* Énoncé 1 *
Extrayez toutes les rangées de données de pointage figurant plus bas et recopiez chacune de leurs lignes à l'identique.

* Extrait *
:::

5.2.4.3.2.2; "règle des deux analystes", selon l'expression utilisée dans le
mémoire de recours). Dès lors, à suivre les recourantes, si le TAS avait
conclu, comme il aurait dû le faire, à l'applicabilité du SIL version 2008, il
n'aurait pu qu'admettre leur appel et annuler la peine disciplinaire qui leur
avait été infligée par le DHP, étant donné que celle-ci sanctionnait une
infraction retenue sur la base des résultats d'analyses effectuées en violation
de la règle des deux analystes.
3.2.2 Les critiques formulées dans cette première branche du moyen considéré
sont dénuées de tout fondement.

Loin d'ignorer les arguments développés par les recourantes en rapport avec la
question de droit transitoire qui se posait en l'espèce, du fait que l'analyse
des échantillons "B" n'avait pas été effectuée la même année que celle des
échantillons "A", le TAS leur a consacré une grande partie du ch. 7 de sa
sentence.

A titre liminaire, les arbitres ont constaté que les parties s'accordaient pour
admettre que la date à laquelle les échantillons avaient été recueillis était
décisive pour le choix du droit applicable ratione temporis (sentence, ch.

:::

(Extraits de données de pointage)
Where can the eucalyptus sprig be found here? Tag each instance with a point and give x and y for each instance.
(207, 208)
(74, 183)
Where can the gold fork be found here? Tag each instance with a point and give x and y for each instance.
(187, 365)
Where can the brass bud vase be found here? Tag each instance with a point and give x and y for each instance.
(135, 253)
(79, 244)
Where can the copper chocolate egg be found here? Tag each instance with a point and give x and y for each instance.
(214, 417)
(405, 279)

:::

* Énoncé 2 *
Répondez brièvement à ces questions sur l'extrait juridique ci-dessus :
(a) Quelle version du SIL les recourantes estiment-elles applicable ?
(b) Quel chapitre de sa sentence le TAS a-t-il en grande partie consacré aux arguments de droit transitoire ?
(c) Selon les arbitres, quelle date les parties tenaient-elles pour décisive dans le choix du droit applicable ratione temporis ?

* Corrigé 1 *
Where can the eucalyptus sprig be found here? Tag each instance with a point and give x and y for each instance.
(207, 208)
(74, 183)
Where can the gold fork be found here? Tag each instance with a point and give x and y for each instance.
(187, 365)
Where can the brass bud vase be found here? Tag each instance with a point and give x and y for each instance.
(135, 253)
(79, 244)
Where can the copper chocolate egg be found here? Tag each instance with a point and give x and y for each instance.
(214, 417)
(405, 279)

* Corrigé 2 *
(a) La version 2008 du SIL.
(b) Le ch. 7 de la sentence.
(c) La date à laquelle les échantillons avaient été recueillis.